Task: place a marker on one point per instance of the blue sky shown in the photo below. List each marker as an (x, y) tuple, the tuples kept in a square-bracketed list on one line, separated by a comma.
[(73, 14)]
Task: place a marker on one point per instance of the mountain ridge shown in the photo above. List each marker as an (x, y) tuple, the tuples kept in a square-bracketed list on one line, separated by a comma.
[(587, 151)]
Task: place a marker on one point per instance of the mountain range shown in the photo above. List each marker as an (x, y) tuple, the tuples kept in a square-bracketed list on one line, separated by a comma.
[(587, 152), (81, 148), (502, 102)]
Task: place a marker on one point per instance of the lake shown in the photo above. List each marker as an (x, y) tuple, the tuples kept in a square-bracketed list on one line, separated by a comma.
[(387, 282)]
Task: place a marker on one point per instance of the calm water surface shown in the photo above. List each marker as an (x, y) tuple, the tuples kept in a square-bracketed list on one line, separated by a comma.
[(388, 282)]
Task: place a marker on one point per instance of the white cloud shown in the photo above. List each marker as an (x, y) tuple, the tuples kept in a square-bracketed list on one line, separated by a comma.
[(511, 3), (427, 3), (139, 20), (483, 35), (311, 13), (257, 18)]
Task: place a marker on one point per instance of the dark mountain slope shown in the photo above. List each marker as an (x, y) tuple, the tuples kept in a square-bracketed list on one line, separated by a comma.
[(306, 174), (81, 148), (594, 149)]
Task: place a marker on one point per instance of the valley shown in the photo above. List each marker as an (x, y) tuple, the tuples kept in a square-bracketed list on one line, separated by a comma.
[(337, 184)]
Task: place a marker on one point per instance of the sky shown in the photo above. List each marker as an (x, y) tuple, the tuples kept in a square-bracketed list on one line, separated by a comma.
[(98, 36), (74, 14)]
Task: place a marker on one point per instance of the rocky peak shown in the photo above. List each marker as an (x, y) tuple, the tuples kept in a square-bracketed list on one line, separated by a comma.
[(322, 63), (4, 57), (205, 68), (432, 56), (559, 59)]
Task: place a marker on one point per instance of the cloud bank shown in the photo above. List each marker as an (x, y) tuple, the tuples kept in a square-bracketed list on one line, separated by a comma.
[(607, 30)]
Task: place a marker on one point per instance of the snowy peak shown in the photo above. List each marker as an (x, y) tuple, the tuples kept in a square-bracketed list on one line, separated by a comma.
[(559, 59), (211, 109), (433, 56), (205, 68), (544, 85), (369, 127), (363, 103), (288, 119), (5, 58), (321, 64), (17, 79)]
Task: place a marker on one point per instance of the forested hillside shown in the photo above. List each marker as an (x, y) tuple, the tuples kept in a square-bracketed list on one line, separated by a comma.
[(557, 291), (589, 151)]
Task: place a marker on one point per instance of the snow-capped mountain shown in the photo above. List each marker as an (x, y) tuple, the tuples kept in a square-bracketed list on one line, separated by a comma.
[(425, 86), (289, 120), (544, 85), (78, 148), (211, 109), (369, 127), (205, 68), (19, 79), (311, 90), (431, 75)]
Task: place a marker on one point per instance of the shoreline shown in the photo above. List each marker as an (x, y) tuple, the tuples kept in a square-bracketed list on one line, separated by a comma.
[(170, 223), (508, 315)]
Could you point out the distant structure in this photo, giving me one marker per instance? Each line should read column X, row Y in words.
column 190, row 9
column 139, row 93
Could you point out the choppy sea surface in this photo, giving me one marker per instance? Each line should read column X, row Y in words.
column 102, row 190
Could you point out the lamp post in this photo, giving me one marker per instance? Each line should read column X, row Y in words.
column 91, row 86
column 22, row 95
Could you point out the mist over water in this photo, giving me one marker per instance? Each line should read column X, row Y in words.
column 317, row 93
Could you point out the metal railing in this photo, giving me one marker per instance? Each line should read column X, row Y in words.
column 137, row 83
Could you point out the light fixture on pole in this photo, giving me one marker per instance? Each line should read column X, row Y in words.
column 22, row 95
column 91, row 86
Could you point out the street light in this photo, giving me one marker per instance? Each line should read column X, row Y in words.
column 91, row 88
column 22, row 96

__AIM__
Take the lines above and print them exactly.

__EXPECTED OUTPUT__
Task: place a marker on one point per instance of the blue sky shown in the photo below. List each marker as an (x, y) tuple, the tuples kept in a square-bracketed list on one line, separated by a comma.
[(73, 14)]
Task: place a marker on one point per instance of the mountain ridge shown in the photo above. List each marker as an (x, y) tuple, the tuples kept in a square-bracketed list on one line, separated by a comma.
[(587, 151)]
Task: place a marker on one point per instance of the mountain range shown in the photo above. List each marker as an (x, y) tuple, the tuples kept in a square-bracketed list on one line, separated by a comma.
[(587, 152), (81, 148), (502, 102)]
Task: place a marker on one point per instance of the lake shown in the photo above. List each marker as an (x, y) tuple, the tuples kept in a square-bracketed list on one line, separated by a comma.
[(387, 282)]
Task: place a marker on one point per instance of the calm water surface shown in the photo above. List each marker as an (x, y) tuple, the tuples kept in a square-bracketed list on one line, separated by a comma.
[(388, 282)]
Task: place a marker on one point per instance of the white cloud shown in the photo above. List each marker as an (x, y) tuple, the tuples kept in a square-bracketed list on one line, separated by a comma.
[(511, 3), (427, 3), (139, 20), (483, 35), (311, 13), (257, 18)]
Task: place a marker on one point per instance of the dark mountain slope shown in the photo above. List each marker as an (x, y) tuple, the tuples kept in a square-bracketed list on one line, separated by a comma.
[(306, 174), (81, 148), (594, 149)]
Task: place a marker on one point per instance of the valley shown in the photo above. List each marker as an (x, y) tuple, the tuples kept in a square-bracketed list on one line, separated by a comma.
[(337, 184)]
Task: place a marker on one point per instance of the sky shown in the photo above. List each marker as an (x, y) tuple, the tuples kept in a square-bracketed list on one line, separated by a comma.
[(98, 36), (74, 14)]
Task: place a marker on one point per instance of the rocky peak shown in the photo above. List each marker as an (x, y) tuple, the tuples kept in a square-bracketed list on one line, separated by a comma.
[(322, 63), (4, 57), (205, 68), (432, 56), (559, 59)]
Task: place a marker on one point per instance of the cloud bank shown in the photo above. List each marker as an (x, y) tuple, the tuples kept in a square-bracketed list on one line, separated by a comma.
[(607, 30)]
Task: place a marker on one point per instance of the snowy peak shown in the photo above. List each marker as an (x, y) tuple, the tuples kept in a square-bracketed list on one line, separated by a comma.
[(559, 59), (211, 109), (433, 56), (205, 68), (544, 85), (369, 127), (363, 103), (288, 119), (5, 58), (321, 64), (17, 79)]
Task: place a marker on one point per instance of the forested hillside shown in the photo above. List each marker as an (x, y) tuple, the tuples kept in a square-bracketed list on one line, separated by a comma.
[(557, 291), (589, 151)]
Task: place a marker on one point per instance of the snow-capped mountain shown in the photo above. List each marker as an (x, y) tuple, the tuples kept in a square-bracketed list on one line, separated by a comma.
[(425, 86), (289, 120), (544, 85), (78, 148), (211, 109), (369, 127), (205, 68), (19, 79), (311, 90), (431, 75)]
Task: place a marker on one point per instance of the shoreline shown in the photo above. List each marker as an (x, y) tuple, the tuples kept in a square-bracketed list on one line, separated by a comma.
[(170, 223), (508, 315)]
Could you point out the distant structure in this photo, giving me one marker per instance? Each line should read column X, row Y in words.
column 190, row 9
column 139, row 93
Could you point out the choppy sea surface in this photo, giving me one marker per instance? Each line should read column X, row Y in words.
column 102, row 190
Could you point out the lamp post in this photo, giving me one marker per instance? Each line should read column X, row Y in words.
column 91, row 86
column 22, row 95
Could you point out the mist over water in this photo, giving me one marker per instance? Each line should read column X, row Y in words.
column 317, row 93
Could you point out the metal railing in this photo, giving me one marker per instance? Each line should read column X, row Y in words.
column 137, row 83
Could you point out the light fixture on pole in this photo, giving me one marker per instance? Each line should read column X, row Y in words.
column 22, row 95
column 91, row 86
Could you point out the street light in this photo, giving me one marker per instance? Each line should read column X, row Y in words.
column 91, row 88
column 22, row 96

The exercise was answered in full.